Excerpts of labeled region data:

** start **

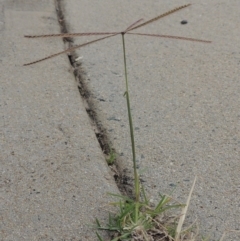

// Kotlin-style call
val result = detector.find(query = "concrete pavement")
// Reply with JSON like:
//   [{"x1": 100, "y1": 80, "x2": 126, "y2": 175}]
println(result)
[
  {"x1": 0, "y1": 0, "x2": 240, "y2": 241},
  {"x1": 0, "y1": 0, "x2": 118, "y2": 241}
]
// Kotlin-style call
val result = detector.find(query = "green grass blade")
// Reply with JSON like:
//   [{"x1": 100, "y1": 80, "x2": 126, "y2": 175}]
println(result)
[{"x1": 96, "y1": 232, "x2": 104, "y2": 241}]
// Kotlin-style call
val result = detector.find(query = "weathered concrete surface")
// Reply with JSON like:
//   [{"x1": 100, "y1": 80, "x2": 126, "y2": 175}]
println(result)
[
  {"x1": 60, "y1": 0, "x2": 240, "y2": 240},
  {"x1": 0, "y1": 0, "x2": 117, "y2": 241}
]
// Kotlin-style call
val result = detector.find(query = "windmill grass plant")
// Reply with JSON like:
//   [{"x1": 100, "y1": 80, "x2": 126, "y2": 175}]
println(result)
[{"x1": 25, "y1": 4, "x2": 234, "y2": 241}]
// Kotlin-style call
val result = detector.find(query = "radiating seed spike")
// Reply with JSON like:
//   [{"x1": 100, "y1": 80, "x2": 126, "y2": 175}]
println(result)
[
  {"x1": 128, "y1": 4, "x2": 191, "y2": 31},
  {"x1": 23, "y1": 33, "x2": 119, "y2": 66},
  {"x1": 127, "y1": 32, "x2": 212, "y2": 43},
  {"x1": 24, "y1": 32, "x2": 119, "y2": 38}
]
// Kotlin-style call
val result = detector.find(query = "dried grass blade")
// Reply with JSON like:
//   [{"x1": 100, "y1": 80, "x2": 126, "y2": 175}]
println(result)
[
  {"x1": 124, "y1": 18, "x2": 143, "y2": 32},
  {"x1": 23, "y1": 33, "x2": 118, "y2": 66},
  {"x1": 24, "y1": 32, "x2": 120, "y2": 38},
  {"x1": 128, "y1": 4, "x2": 191, "y2": 31},
  {"x1": 175, "y1": 177, "x2": 197, "y2": 241},
  {"x1": 127, "y1": 32, "x2": 212, "y2": 43}
]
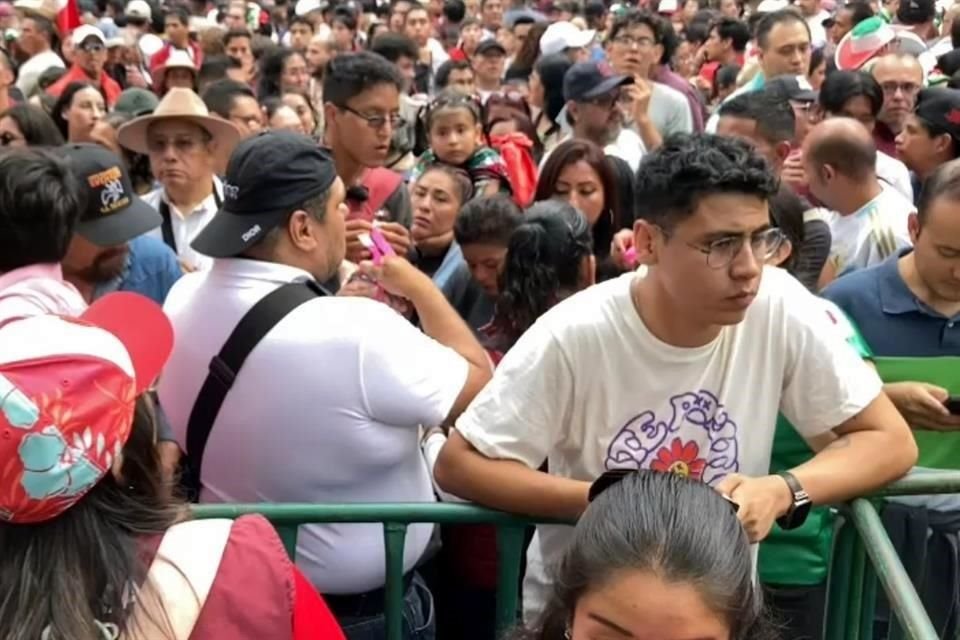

** end **

> [Short problem]:
Count the lines in the records that contain the string "blade". Reply with the number alone.

> [Written response]:
2